***** EXCERPT TO READ
Simultaneously with the consummation of the IPO, the Company consummated a private placement (the “Private Placement”) with Aspira Capital Consulting LTD (the “Sponsor”) of 285,000 units (the “Private Units”) at a price of $10.00 per Private Unit, generating aggregate gross proceeds of $2,850,000. The Private Units are identical to the units sold in the IPO, except that the Private Units are subject to certain transfer restrictions and registration rights as described in the Registration Statement. Each Private Unit consists of one ordinary share and one right to receive one-fourth (1/4) of one ordinary share upon the consummation of the Company’s initial business combination. No underwriting discounts or commissions were paid with respect to such sale.
The issuance of the Private Units was made pursuant to the exemption from registration provided by Section 4(a)(2) of the Securities Act of 1933, as amended.
Item 5.02 Departure of Directors or Certain Officers; Election of Directors; Appointment of Certain Officers; Compensatory Arrangements of Certain Officers.
Effective on April 13, 2026, in connection with the effectiveness of the Company’s Post-Effective Amendment No. 1 to its registration statement on Form S-1 relating to its initial public offering (the “IPO”), Wei (Victor) Zhang, Daniel M. McCabe and Ping Zhang (collectively, the “Directors,” and each, a “Director”) became members of the board of directors (the “Board”) of the Company. Qi Gong has served as the Company’s Chairwoman, Chief Executive Officer, Chief Financial Officer and a director since the Company’s formation.
**********
***** ITEMS
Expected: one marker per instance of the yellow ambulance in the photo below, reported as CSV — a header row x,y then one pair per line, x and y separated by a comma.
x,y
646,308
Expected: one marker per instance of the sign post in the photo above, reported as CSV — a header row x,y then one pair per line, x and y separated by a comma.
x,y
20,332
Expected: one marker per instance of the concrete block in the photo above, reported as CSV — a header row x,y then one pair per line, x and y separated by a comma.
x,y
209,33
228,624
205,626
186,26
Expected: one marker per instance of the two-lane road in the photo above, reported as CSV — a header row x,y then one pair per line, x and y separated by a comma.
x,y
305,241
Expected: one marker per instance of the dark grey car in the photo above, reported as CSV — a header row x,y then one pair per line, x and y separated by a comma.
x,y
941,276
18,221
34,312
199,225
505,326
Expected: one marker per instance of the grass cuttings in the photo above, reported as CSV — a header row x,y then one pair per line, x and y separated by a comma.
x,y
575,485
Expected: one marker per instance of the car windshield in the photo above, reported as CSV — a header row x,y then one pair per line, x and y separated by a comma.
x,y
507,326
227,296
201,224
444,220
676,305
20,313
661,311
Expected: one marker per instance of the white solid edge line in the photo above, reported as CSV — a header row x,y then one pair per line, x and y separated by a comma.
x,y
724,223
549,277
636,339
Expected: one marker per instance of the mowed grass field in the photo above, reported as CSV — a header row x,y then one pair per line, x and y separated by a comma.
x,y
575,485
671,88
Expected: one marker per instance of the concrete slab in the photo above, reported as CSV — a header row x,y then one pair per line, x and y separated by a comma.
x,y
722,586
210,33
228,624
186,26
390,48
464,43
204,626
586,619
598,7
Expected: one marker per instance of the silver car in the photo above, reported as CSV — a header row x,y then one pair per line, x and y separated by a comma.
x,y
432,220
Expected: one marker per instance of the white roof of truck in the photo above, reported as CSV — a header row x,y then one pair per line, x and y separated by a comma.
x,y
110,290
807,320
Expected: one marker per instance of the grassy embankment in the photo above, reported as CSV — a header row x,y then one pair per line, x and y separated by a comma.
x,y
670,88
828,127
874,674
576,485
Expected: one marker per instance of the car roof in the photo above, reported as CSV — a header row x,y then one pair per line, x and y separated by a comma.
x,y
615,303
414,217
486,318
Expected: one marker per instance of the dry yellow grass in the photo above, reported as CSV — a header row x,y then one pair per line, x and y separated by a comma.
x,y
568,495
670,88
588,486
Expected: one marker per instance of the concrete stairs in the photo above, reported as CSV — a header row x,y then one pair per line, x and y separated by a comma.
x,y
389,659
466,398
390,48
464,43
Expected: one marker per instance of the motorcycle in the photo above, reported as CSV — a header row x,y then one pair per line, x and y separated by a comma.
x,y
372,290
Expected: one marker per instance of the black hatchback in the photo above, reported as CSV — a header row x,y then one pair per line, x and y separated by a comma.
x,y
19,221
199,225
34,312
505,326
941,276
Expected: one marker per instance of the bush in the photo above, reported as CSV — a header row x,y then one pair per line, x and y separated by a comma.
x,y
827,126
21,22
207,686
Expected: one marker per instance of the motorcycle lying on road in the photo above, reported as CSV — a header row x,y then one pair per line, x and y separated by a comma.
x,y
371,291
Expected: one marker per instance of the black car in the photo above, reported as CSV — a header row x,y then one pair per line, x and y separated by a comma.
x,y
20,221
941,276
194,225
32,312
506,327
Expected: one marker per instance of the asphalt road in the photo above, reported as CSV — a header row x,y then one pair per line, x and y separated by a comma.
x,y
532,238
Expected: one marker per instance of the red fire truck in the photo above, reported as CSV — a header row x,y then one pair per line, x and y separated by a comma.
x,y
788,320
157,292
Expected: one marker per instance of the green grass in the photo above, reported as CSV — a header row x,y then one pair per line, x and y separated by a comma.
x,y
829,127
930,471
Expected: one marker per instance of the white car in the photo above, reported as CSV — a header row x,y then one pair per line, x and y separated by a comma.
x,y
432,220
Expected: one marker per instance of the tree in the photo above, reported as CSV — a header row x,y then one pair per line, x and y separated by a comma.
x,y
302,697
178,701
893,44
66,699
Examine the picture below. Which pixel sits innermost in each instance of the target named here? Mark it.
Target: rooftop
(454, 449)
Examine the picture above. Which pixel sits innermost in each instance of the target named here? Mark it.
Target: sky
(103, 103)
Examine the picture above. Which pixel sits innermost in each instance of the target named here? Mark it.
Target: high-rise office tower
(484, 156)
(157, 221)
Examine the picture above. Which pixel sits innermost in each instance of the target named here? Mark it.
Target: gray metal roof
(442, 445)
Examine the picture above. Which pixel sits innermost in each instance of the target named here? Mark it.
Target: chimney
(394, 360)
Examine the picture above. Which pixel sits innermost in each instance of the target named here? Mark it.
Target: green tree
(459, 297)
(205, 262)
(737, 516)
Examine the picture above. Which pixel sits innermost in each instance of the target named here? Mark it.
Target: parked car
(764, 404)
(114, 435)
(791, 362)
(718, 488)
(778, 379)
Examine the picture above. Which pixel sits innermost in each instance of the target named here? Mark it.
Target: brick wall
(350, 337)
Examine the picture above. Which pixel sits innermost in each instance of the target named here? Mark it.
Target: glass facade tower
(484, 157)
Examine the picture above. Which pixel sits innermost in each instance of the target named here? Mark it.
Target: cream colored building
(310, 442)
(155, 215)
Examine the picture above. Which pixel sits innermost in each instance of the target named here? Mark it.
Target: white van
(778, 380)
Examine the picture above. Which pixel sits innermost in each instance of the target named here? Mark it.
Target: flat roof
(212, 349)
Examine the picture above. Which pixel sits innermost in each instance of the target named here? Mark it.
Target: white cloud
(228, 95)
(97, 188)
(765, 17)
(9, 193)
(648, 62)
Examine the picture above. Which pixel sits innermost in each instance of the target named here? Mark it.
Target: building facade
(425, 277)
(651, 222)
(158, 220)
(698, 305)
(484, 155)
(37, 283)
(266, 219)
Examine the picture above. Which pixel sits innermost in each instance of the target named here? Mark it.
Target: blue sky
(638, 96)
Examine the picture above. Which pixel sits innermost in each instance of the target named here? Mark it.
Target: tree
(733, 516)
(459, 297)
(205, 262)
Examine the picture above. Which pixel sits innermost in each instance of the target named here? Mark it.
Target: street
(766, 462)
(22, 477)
**********
TO BE DONE
According to the filing excerpt, how many units did the Company sell to the Sponsor in the private placement? Please give the number.

SOLVED EXERCISE
285,000 units.